Collected data entries:
┄┄┄┄┄┄
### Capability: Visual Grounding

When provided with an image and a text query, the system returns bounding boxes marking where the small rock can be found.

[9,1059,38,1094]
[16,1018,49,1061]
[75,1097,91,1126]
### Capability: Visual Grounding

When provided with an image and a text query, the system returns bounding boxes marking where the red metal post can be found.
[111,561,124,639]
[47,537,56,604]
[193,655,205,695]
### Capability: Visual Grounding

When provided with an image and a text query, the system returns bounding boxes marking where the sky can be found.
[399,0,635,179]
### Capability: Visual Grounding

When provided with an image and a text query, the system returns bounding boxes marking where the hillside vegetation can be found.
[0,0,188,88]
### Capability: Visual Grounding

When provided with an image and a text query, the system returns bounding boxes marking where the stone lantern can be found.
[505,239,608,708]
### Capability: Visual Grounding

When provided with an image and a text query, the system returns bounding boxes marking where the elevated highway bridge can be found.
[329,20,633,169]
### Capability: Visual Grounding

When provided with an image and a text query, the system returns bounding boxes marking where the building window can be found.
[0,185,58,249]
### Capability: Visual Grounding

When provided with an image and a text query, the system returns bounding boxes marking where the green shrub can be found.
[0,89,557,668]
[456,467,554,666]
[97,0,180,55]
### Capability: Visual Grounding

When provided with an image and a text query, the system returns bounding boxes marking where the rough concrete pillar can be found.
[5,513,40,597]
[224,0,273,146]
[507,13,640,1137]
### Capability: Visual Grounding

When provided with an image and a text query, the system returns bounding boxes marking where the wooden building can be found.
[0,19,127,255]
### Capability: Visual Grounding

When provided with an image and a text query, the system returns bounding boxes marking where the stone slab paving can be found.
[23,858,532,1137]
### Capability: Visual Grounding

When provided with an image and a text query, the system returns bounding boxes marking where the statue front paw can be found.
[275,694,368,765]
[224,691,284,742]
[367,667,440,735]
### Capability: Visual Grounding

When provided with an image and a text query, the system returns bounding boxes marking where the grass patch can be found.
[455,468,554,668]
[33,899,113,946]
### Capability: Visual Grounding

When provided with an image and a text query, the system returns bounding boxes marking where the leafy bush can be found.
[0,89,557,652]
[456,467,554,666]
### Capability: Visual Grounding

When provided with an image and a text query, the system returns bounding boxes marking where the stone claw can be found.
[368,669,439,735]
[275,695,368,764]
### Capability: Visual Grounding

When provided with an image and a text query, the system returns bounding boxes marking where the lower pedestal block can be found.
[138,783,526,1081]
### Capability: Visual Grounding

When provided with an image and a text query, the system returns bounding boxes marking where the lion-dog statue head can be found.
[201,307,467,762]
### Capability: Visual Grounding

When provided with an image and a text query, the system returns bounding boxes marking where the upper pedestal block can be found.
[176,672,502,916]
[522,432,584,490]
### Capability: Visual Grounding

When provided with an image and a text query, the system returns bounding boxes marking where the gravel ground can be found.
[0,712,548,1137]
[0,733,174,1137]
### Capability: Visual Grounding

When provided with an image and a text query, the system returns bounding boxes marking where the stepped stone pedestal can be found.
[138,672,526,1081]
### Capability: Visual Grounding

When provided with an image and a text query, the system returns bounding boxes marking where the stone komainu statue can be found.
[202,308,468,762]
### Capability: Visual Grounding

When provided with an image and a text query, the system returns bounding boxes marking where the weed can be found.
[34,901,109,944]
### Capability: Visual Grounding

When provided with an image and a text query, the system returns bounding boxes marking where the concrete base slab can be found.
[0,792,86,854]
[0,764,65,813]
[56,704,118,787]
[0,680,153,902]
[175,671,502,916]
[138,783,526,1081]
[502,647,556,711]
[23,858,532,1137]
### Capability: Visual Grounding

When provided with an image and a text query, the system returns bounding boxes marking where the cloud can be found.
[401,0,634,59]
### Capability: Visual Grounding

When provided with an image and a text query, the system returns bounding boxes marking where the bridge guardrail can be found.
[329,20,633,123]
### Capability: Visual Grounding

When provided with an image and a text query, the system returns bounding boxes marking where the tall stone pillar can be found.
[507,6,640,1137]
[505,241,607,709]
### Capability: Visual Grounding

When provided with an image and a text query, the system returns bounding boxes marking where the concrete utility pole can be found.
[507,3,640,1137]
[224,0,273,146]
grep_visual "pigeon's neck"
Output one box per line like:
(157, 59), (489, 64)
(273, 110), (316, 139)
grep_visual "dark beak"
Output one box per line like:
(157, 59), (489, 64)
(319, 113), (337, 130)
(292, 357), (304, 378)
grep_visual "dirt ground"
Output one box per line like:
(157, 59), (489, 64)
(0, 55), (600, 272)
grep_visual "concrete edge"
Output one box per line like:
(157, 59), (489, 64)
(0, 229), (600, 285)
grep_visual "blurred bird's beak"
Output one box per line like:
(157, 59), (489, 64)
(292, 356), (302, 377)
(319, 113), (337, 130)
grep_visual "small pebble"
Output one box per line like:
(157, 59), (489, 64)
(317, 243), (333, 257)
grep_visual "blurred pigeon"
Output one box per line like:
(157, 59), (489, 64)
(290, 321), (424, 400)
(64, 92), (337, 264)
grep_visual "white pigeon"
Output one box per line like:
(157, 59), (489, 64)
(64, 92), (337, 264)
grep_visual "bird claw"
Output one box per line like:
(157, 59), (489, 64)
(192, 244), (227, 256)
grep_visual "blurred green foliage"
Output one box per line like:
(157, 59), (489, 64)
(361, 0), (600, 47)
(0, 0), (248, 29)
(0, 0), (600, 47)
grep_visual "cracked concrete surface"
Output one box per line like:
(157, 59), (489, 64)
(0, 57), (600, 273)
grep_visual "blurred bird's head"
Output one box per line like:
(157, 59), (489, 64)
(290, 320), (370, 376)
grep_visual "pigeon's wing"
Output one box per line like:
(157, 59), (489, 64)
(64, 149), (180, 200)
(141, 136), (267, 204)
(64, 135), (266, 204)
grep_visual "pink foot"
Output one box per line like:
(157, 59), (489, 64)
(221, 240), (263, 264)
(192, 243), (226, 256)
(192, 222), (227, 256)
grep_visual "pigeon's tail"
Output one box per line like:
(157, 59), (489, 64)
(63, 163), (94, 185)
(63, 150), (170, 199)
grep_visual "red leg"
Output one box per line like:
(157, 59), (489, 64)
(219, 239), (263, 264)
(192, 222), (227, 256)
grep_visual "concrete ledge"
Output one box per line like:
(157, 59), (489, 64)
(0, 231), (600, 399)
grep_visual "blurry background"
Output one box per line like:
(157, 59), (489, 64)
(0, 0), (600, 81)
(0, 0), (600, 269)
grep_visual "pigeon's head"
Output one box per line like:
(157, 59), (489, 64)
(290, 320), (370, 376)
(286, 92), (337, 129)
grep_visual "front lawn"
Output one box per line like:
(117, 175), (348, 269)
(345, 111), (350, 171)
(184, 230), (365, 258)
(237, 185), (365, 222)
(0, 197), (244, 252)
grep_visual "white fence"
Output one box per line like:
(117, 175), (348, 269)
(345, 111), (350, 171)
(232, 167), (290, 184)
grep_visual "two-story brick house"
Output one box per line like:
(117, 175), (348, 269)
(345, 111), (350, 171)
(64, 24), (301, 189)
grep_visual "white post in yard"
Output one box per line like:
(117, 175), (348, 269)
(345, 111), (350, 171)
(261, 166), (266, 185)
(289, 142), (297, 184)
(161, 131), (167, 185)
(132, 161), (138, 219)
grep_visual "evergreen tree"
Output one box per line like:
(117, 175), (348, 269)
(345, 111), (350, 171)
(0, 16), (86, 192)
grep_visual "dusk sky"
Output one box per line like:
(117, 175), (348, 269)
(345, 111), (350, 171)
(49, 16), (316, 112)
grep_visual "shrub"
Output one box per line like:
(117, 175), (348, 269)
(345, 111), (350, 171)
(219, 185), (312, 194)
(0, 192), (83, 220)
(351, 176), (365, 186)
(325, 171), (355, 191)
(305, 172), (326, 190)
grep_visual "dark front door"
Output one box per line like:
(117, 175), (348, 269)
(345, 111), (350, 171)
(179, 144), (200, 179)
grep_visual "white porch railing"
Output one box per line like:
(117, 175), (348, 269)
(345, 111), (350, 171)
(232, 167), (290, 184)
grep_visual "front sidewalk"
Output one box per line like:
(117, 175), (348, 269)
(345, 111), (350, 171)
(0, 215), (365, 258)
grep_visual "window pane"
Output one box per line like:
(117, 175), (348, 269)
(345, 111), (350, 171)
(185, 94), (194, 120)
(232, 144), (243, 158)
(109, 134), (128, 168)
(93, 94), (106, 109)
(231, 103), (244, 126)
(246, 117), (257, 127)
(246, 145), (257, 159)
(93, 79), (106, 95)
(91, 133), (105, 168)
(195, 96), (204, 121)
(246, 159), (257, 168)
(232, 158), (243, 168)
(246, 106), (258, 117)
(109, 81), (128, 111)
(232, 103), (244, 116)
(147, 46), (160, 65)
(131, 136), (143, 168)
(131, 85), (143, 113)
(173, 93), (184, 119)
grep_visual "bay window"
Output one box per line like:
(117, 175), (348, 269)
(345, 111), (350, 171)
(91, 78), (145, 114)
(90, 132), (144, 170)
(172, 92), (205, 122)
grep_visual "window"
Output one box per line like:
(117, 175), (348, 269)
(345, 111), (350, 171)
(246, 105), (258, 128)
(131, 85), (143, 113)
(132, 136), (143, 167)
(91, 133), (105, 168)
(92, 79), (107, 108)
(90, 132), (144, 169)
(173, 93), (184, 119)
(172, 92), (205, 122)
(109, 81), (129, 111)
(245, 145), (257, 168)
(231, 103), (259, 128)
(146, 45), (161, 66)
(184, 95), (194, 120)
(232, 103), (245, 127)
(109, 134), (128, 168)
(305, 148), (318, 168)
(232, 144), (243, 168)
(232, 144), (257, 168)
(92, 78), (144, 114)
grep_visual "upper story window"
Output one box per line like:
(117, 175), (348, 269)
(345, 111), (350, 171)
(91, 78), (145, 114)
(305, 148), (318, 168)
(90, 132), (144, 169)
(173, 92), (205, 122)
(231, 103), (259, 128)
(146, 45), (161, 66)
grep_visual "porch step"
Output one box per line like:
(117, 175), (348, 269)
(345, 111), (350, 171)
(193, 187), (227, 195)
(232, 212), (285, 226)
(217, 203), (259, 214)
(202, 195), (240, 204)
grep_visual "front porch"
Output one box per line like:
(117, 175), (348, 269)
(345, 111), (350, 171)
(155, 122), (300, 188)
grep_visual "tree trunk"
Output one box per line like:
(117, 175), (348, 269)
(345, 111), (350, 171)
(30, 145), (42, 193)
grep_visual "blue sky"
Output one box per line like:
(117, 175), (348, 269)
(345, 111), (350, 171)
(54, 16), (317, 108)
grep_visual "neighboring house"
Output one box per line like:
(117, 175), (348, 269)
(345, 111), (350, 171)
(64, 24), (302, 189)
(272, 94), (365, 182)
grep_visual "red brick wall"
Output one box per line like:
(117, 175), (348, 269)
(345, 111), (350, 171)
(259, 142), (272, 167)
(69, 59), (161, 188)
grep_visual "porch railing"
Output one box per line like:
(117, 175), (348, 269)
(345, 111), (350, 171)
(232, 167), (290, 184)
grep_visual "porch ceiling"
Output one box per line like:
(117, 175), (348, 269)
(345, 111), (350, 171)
┄┄┄┄┄┄
* Written request:
Rewrite the stretch of items from the start through the line containing "[399,0,635,179]", replacing "text query" with "phrase query" and leaving everything else unchanged.

* Task solution:
### Capability: Visual Grounding

When provided with an image and a phrase query, the system returns bounding boxes marking where the small rock can be found.

[9,1059,38,1094]
[16,1018,49,1061]
[75,1097,91,1126]
### Capability: Visual Grounding

When provided with an image and a phrase query, the system returns bounding boxes marking where the red metal post can be found.
[111,561,124,639]
[47,537,56,604]
[193,655,205,695]
### Capability: Visual Grounding

When provided with an image and a phrase query, the system returns bounding boxes marking where the sky can be found.
[399,0,635,179]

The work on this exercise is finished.